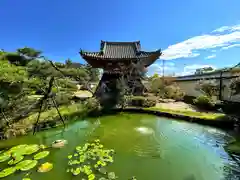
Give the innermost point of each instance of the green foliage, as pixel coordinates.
(90, 161)
(197, 114)
(143, 101)
(173, 92)
(11, 73)
(204, 102)
(28, 52)
(41, 155)
(92, 104)
(45, 167)
(15, 58)
(158, 85)
(235, 86)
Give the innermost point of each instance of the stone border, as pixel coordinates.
(221, 123)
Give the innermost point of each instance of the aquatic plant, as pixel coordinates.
(7, 172)
(26, 179)
(4, 157)
(45, 167)
(26, 165)
(41, 155)
(90, 161)
(30, 149)
(15, 160)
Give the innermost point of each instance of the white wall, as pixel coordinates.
(188, 84)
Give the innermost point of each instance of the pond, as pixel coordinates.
(148, 147)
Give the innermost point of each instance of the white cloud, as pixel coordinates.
(230, 46)
(191, 47)
(227, 28)
(190, 69)
(211, 56)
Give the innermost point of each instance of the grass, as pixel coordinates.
(201, 115)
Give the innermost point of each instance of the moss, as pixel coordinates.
(234, 146)
(195, 114)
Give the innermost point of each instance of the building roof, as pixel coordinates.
(120, 50)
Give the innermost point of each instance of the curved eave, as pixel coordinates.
(153, 56)
(93, 58)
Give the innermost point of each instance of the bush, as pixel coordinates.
(173, 92)
(143, 101)
(63, 98)
(204, 102)
(92, 104)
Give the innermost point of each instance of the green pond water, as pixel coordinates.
(148, 147)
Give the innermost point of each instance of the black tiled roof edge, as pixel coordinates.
(140, 54)
(120, 50)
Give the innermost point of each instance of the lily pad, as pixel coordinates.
(77, 172)
(7, 172)
(111, 175)
(17, 148)
(42, 146)
(91, 177)
(30, 149)
(45, 167)
(41, 155)
(15, 160)
(4, 157)
(26, 179)
(26, 165)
========================================================================
# [Exercise details]
Please format every line of the items above as a Markdown table with two columns, Row and Text, giving each line a row number and leaving out blank lines. Omit the pictures from the table.

# [Response to the task]
| Row | Text |
|---|---|
| 1 | Give the innermost point of each instance of the green foliage, as pixel coordinates. |
| 2 | (90, 161) |
| 3 | (197, 114) |
| 4 | (143, 101) |
| 5 | (173, 92) |
| 6 | (11, 73) |
| 7 | (204, 102) |
| 8 | (28, 52) |
| 9 | (41, 155) |
| 10 | (92, 104) |
| 11 | (45, 167) |
| 12 | (15, 58) |
| 13 | (158, 85) |
| 14 | (235, 86) |
| 15 | Give the innermost point of each instance of the stone border, as pixel coordinates. |
| 16 | (221, 123) |
| 17 | Give the innermost point of each instance of the aquatic plant, as pixel coordinates. |
| 18 | (7, 172) |
| 19 | (26, 179) |
| 20 | (4, 157) |
| 21 | (45, 167) |
| 22 | (26, 165) |
| 23 | (41, 155) |
| 24 | (90, 161) |
| 25 | (30, 149) |
| 26 | (15, 160) |
| 27 | Give the innermost point of each instance of the white wall, as pixel coordinates. |
| 28 | (188, 84) |
| 29 | Give the innermost point of each instance of the pond, as pixel coordinates. |
| 30 | (148, 147) |
| 31 | Give the innermost point of each instance of the white cloud, as pixel coordinates. |
| 32 | (230, 46) |
| 33 | (191, 47) |
| 34 | (227, 28) |
| 35 | (190, 69) |
| 36 | (211, 56) |
| 37 | Give the innermost point of each instance of the grass, as pixel coordinates. |
| 38 | (201, 115) |
| 39 | Give the innermost point of each instance of the moss, as pixel coordinates. |
| 40 | (234, 146) |
| 41 | (195, 114) |
| 42 | Give the innermost point of each instance of the building roof, as pixel coordinates. |
| 43 | (120, 50) |
| 44 | Give the innermost point of each instance of the curved eave, as pixel coordinates. |
| 45 | (153, 56) |
| 46 | (93, 58) |
| 47 | Give the innermost point of each instance of the bush, as pixel coordinates. |
| 48 | (173, 92) |
| 49 | (143, 101) |
| 50 | (63, 98) |
| 51 | (204, 102) |
| 52 | (92, 104) |
| 53 | Give the innermost point of each instance of the green pond water, as pixel coordinates. |
| 54 | (148, 147) |
| 55 | Give the innermost point of each instance of the black tiled roof edge, as pixel coordinates. |
| 56 | (140, 54) |
| 57 | (120, 50) |
| 58 | Give the innermost point of each instance of the lily pad, as pixel coordinates. |
| 59 | (77, 172) |
| 60 | (7, 172) |
| 61 | (111, 175) |
| 62 | (17, 148) |
| 63 | (42, 146) |
| 64 | (91, 177) |
| 65 | (30, 149) |
| 66 | (45, 167) |
| 67 | (41, 155) |
| 68 | (15, 160) |
| 69 | (4, 157) |
| 70 | (26, 179) |
| 71 | (26, 165) |